▶ **REQUIREMENT**
Arrange the part of the listing below between the lines holding "Objective — for every instance of the horizontal metal" and "[[86, 129], [112, 202], [22, 265]]", inclusive, as a two-column CSV with the columns input and output. Each row should pair a text with the answer that follows it, with every field quoted and any line breaks replaced by spaces.

Location identification items
>> Start
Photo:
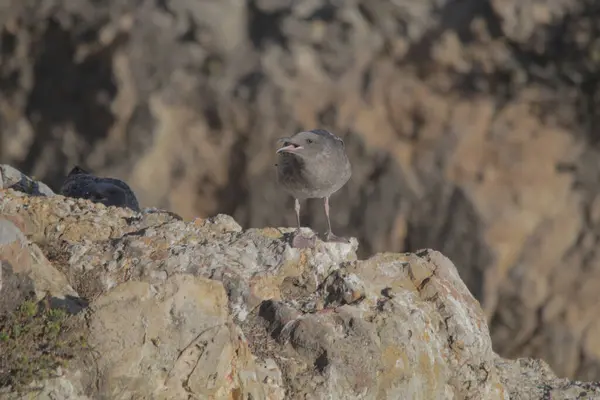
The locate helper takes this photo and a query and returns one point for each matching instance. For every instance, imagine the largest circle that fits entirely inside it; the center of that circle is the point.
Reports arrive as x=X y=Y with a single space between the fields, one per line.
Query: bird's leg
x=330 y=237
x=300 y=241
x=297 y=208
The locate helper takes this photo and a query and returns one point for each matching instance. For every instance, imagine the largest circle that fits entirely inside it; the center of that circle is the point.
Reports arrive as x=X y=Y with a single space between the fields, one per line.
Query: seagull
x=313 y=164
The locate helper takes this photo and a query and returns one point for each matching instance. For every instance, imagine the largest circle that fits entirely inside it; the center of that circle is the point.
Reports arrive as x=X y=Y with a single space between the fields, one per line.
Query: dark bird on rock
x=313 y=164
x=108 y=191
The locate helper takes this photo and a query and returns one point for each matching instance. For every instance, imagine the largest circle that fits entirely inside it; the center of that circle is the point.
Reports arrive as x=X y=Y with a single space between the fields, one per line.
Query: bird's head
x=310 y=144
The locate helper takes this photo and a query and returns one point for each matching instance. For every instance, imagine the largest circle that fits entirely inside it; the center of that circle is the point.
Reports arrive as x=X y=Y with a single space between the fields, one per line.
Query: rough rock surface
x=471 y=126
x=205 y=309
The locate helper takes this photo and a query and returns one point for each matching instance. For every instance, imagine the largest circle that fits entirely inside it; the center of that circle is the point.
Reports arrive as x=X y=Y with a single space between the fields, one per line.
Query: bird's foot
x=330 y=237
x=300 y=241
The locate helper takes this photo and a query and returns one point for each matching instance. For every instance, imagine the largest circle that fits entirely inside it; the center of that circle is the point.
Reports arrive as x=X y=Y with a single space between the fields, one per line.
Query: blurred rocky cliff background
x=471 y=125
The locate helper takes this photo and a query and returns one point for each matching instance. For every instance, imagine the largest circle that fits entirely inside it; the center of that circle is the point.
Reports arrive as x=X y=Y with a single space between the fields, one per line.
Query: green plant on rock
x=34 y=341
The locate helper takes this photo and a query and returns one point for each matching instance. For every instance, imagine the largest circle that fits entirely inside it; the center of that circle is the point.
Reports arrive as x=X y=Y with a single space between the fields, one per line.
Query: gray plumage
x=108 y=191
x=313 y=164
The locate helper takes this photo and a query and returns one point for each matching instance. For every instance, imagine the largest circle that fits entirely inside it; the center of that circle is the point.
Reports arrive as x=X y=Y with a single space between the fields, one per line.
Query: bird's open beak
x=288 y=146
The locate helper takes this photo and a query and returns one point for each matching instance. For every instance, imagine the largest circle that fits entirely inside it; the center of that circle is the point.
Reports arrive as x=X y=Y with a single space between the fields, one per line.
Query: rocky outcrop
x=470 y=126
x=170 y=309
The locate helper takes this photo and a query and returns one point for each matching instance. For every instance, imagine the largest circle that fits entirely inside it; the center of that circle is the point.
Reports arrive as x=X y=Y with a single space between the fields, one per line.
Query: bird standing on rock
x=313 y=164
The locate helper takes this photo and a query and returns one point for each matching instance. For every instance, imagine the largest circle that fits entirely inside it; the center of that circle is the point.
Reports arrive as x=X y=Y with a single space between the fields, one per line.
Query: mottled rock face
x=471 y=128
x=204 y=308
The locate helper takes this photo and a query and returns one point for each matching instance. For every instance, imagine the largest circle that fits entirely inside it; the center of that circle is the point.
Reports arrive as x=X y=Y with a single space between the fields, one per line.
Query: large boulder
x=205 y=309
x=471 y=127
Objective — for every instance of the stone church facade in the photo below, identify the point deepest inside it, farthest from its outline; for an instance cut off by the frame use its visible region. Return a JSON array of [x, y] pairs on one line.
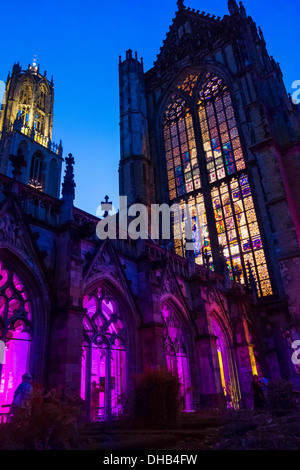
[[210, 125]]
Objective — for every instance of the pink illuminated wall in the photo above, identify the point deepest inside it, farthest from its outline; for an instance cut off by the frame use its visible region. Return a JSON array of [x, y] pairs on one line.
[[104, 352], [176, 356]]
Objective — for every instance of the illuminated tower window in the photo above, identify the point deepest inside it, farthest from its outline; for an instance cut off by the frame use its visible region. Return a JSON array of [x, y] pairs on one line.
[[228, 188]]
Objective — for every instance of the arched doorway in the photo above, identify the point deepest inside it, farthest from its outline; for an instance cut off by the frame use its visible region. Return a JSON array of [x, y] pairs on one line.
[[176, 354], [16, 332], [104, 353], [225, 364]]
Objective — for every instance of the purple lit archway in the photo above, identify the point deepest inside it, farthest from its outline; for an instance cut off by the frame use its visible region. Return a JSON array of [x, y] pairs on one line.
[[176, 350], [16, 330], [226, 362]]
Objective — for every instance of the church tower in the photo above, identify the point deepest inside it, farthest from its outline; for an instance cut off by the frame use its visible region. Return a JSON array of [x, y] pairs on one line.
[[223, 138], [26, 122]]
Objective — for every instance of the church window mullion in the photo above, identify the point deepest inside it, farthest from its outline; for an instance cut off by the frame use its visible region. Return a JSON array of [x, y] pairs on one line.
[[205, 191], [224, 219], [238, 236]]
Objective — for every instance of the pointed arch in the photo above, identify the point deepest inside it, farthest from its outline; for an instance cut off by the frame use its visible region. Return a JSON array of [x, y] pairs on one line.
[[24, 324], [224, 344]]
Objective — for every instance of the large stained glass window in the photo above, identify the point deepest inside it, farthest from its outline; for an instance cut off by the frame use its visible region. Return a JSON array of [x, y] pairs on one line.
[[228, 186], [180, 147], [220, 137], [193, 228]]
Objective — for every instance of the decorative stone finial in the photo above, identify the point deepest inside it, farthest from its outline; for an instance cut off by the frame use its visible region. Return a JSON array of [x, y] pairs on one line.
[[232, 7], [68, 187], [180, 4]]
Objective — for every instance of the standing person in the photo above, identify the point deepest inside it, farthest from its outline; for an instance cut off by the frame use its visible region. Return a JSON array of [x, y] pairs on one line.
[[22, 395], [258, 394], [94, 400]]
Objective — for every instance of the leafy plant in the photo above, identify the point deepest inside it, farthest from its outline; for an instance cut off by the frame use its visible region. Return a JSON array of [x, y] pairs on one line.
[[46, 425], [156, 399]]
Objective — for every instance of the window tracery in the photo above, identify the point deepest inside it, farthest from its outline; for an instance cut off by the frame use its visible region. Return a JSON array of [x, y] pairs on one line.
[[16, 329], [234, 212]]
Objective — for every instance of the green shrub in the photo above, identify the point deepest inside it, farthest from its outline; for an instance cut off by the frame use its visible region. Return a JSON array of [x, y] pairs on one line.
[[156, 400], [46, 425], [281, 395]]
>> End
>> Start
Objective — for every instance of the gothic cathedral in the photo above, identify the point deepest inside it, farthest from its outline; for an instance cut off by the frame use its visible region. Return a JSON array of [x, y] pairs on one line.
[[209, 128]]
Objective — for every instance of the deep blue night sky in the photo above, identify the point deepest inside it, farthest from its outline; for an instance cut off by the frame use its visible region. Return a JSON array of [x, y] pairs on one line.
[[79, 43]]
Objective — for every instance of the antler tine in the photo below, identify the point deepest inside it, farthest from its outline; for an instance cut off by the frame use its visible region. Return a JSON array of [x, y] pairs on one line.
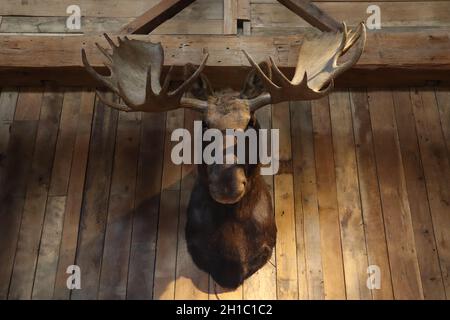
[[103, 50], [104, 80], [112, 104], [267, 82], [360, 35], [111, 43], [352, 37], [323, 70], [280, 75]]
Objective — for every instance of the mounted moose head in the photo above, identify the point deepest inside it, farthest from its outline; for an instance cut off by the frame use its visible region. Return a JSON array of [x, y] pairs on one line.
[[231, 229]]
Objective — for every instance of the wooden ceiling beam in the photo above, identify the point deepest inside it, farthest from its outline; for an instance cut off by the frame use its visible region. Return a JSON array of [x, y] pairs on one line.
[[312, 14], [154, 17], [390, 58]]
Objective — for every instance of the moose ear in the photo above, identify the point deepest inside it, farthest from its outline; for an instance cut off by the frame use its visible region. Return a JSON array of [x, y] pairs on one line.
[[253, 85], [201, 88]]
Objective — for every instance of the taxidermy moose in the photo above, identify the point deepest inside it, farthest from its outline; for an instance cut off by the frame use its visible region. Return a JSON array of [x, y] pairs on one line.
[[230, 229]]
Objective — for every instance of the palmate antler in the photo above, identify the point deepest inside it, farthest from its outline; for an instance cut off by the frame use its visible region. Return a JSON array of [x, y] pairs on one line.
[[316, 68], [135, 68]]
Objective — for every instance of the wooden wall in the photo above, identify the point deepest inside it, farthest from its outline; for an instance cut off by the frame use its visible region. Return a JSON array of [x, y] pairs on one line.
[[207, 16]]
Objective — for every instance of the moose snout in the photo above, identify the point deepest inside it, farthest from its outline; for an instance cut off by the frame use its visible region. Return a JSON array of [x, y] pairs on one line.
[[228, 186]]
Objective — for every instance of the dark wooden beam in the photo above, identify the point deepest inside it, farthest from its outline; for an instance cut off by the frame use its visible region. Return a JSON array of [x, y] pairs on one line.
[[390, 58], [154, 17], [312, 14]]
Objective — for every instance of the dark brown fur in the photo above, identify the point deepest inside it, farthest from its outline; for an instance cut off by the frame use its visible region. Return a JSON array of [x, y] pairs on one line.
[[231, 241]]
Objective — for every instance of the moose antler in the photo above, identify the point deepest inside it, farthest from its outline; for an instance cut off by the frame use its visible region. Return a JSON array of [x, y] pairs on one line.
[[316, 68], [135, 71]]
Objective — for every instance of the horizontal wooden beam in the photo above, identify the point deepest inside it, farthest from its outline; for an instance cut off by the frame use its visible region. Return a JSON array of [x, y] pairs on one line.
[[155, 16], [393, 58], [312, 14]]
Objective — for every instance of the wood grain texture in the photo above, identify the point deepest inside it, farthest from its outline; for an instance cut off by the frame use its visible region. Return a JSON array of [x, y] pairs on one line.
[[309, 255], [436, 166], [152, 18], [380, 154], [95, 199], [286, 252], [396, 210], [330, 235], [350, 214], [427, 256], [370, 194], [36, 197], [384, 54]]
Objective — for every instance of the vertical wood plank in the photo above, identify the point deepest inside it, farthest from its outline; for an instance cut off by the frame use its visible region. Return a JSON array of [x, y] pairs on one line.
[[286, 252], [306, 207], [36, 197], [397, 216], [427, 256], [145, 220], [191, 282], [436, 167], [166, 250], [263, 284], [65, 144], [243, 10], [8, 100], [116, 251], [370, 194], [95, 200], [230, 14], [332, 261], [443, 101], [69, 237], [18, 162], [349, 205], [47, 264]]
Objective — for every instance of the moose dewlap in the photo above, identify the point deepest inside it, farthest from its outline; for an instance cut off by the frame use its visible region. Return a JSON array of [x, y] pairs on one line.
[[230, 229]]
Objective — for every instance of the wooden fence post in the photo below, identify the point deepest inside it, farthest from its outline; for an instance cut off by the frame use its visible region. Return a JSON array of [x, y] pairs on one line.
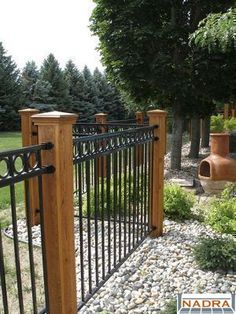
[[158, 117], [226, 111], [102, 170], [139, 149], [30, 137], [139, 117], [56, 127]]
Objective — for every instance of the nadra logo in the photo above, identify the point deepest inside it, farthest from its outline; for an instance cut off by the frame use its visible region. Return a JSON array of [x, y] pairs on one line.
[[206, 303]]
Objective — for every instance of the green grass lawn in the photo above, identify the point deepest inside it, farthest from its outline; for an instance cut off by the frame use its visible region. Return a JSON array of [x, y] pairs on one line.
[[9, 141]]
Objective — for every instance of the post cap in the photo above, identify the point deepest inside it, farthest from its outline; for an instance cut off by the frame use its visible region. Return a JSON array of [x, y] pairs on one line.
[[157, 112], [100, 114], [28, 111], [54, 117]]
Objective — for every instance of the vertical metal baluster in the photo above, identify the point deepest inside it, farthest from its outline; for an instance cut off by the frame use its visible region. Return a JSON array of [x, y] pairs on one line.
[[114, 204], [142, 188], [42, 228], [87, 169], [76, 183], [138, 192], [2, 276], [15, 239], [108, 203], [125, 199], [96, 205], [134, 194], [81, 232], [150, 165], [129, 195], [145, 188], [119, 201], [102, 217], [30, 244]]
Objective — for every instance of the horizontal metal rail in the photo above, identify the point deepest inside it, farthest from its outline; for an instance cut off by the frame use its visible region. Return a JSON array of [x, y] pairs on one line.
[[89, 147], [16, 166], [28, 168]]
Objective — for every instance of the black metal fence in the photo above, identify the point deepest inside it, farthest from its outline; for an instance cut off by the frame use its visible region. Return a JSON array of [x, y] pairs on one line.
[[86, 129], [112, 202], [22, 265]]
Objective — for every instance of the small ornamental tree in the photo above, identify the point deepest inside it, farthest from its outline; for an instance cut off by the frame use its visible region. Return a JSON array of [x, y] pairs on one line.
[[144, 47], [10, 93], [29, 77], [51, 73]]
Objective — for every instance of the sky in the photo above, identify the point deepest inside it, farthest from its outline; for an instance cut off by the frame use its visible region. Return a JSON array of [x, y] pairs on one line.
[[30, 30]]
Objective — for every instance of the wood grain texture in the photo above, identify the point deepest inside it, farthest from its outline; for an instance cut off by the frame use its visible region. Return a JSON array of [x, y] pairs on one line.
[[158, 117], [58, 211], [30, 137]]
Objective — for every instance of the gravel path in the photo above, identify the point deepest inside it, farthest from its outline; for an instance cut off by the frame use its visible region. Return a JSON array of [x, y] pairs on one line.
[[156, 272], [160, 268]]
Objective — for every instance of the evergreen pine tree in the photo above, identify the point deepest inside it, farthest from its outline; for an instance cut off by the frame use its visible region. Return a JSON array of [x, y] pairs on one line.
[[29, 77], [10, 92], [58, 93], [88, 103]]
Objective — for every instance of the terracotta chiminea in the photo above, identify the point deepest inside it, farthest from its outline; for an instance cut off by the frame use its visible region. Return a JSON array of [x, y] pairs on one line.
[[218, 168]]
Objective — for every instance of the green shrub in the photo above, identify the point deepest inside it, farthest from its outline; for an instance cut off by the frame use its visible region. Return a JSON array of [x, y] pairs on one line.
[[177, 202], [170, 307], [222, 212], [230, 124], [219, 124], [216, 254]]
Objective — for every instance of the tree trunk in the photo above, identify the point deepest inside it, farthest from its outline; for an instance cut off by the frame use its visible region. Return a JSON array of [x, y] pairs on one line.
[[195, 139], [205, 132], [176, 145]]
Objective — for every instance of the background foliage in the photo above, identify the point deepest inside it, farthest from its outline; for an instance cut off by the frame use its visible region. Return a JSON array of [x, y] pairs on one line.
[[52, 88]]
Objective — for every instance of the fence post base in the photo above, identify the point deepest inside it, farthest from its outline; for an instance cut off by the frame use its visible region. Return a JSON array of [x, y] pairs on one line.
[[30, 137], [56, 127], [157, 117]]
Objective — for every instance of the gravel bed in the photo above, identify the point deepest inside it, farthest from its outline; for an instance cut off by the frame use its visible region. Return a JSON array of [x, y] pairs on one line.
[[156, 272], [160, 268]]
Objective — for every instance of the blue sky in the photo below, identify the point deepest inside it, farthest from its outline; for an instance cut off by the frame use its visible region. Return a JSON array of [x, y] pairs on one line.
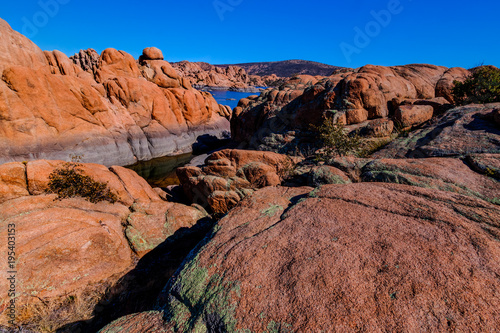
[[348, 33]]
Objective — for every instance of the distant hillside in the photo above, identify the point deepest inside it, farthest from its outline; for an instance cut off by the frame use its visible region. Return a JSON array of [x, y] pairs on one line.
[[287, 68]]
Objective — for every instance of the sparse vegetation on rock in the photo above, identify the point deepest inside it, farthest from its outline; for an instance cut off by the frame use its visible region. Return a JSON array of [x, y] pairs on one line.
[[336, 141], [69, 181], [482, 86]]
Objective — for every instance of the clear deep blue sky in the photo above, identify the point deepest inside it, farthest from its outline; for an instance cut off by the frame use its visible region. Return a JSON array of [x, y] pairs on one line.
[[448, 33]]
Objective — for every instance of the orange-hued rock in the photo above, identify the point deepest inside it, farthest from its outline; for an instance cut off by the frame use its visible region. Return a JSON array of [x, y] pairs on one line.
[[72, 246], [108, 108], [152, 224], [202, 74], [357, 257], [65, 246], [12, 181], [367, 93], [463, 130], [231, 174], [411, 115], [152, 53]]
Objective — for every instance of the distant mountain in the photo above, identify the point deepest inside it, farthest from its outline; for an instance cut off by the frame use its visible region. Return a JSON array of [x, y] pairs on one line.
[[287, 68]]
>> End
>> Start
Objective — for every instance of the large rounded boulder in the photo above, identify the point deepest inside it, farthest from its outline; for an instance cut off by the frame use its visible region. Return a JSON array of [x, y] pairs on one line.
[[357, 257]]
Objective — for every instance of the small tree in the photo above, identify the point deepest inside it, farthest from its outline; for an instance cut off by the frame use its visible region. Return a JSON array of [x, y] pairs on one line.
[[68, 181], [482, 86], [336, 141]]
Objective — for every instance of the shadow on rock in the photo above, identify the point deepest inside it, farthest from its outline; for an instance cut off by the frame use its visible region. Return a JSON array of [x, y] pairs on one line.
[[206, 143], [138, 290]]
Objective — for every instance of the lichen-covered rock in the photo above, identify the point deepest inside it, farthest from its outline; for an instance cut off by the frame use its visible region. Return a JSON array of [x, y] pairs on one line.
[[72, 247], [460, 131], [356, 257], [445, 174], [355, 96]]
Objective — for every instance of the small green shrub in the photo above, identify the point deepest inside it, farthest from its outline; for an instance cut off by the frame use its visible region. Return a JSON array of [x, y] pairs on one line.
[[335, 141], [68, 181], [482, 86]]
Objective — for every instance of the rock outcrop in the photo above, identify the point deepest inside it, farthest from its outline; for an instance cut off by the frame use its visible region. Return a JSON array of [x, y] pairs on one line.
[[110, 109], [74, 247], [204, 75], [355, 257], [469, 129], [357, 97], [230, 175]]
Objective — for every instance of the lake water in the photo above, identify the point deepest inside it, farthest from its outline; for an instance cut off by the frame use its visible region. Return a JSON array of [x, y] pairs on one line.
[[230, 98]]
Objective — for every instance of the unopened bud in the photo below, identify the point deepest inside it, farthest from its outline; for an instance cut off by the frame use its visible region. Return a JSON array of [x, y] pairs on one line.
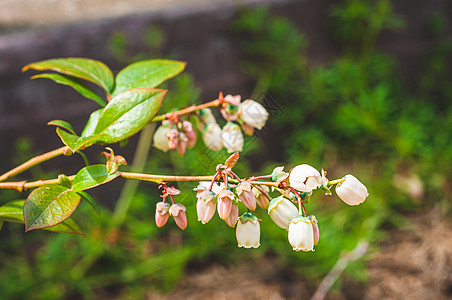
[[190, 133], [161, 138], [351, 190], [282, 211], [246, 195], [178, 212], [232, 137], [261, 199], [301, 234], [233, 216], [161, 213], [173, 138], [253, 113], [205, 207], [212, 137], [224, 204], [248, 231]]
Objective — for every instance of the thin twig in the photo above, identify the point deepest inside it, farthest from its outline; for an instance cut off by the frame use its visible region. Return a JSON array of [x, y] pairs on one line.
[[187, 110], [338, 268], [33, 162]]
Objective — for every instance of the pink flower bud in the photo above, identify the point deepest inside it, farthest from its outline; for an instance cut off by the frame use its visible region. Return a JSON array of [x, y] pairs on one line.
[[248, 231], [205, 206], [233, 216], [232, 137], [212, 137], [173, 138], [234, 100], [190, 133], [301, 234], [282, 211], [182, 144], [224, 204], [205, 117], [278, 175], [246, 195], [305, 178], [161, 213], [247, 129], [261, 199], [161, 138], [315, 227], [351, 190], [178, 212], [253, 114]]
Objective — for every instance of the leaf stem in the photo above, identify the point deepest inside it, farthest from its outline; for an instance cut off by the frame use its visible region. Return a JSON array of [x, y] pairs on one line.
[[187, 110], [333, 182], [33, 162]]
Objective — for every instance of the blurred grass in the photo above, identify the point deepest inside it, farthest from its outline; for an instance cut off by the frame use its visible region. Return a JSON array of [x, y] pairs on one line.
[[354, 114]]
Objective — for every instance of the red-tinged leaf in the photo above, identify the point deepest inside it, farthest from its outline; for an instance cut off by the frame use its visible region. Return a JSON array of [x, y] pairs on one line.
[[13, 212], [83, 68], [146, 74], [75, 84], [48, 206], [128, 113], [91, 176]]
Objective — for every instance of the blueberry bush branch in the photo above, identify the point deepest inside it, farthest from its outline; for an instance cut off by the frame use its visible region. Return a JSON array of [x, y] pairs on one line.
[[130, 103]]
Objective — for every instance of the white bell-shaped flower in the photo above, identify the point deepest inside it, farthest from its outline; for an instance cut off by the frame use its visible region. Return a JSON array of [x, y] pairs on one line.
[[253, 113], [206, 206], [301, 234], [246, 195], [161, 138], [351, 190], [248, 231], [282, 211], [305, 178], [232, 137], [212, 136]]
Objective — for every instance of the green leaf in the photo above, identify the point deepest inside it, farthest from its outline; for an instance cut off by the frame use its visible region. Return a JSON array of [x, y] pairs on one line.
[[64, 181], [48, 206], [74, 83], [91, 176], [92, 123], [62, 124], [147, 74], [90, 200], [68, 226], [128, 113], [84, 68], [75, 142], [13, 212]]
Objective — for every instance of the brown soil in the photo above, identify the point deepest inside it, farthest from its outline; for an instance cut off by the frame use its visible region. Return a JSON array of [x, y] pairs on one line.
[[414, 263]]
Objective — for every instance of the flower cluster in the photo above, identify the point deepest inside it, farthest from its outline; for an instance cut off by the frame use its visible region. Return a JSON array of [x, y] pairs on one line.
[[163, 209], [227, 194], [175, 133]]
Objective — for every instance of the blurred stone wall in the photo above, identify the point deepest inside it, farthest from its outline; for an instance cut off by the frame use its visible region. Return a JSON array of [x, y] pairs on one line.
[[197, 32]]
>> End
▶ **TASK RESPONSE**
input,output
"Objective — for every instance of the horizontal metal rail in the photo above, identify the point deepest inside it, farthest from its outline; for an instance cut off by the frame use its visible region. Return a JSON array of [x, y] pairs on one line.","[[89, 147], [16, 166], [28, 168]]"
"Objective — for every instance of the black metal fence in the photo above, identify the point deepest inside it, farthest from its outline; for an instance cut off by the frame use its visible region. Return a JSON array of [x, y] pairs on one line.","[[86, 129], [112, 202], [22, 265]]"